| Given task 1 |
In the crime statistics passage, on what date was the moratorium on crime statistics lifted?
| Given task 2 |
Copy everything in the crime statistics passage from "Forbidden to provide" down to "were released annually.".
| Given task 3 |
Write what comes next in the crime statistics passage, picking up after its last line.

| Given text |
****************************************
She said on Wednesday: "If you are interested in any particular area, in understanding the crime trends in that area, you've got every right to go to any police station and talk to the station commissioner and ask for that," she said in the national assembly.
Responding to a question posed by the Democratic Alliance's Dianne Kohler-Barnard, she said the moratorium on crime statistics had been lifted more than five years ago.
Shabangu said: "The moratorium... was implemented on July 18 2000 and lifted on May 31 2001 by the late minister of safety and security, Steve Tshwete."
Forbidden to provide stats
Reacting to Kohler-Barnard's remark that people were ignorant of crime levels in their neighbourhoods because police refused to divulge figures, claiming the government had forbidden them to do so, Shabangu said national figures were released annually.
"May I also bring to the attention of this house that... we issue statistics on an annual basis...
"We will always, on a national level, issue crime stats on an annual basis."
****************************************
| Entries provided |
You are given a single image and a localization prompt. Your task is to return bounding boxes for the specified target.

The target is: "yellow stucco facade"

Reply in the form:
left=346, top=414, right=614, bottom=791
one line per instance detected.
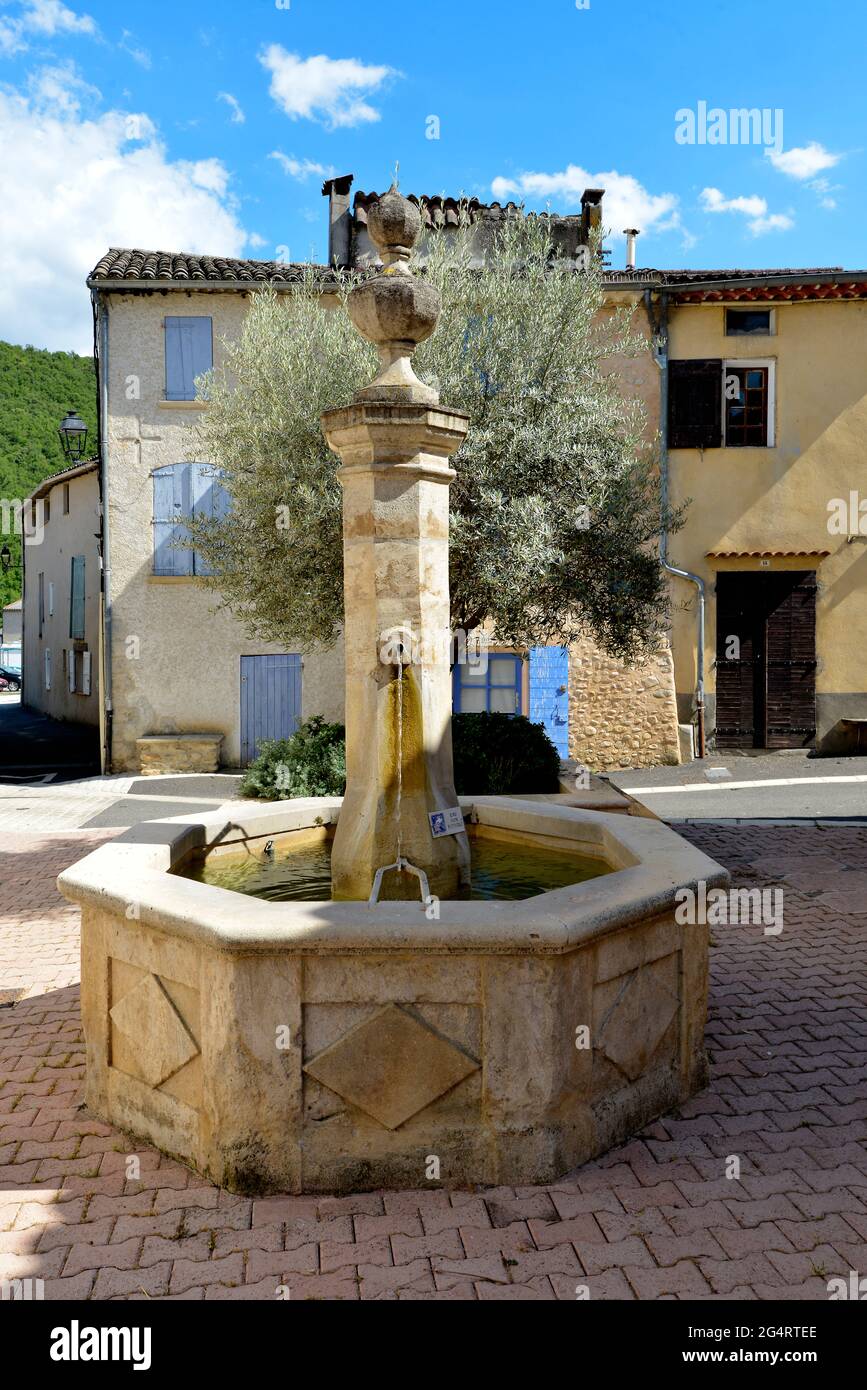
left=668, top=297, right=867, bottom=741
****************************************
| Task result 1 |
May 31 2001.

| Task result 2 |
Forbidden to provide stats
Reacting to Kohler-Barnard's remark that people were ignorant of crime levels in their neighbourhoods because police refused to divulge figures, claiming the government had forbidden them to do so, Shabangu said national figures were released annually.

| Task result 3 |
Later this month, annual statements on crime statistics would be released.
Shabangu said all South Africans were "very much aware" of crime trends.
"You are the only person who is very ignorable (sic)," she told Kohler-Barnard.
'Better way of communicating'
Shabangu said crime statistics allowed her department to plan its response to crime trends and allocate resources.
Asked if she could give an "unequivocal guarantee" that people could get crime statistics at their local police station, she said that in her area (Vosloorus), she had access to the figures.
She suggested people who were not obtaining the statistics "need to find a better way of communicating with their police station".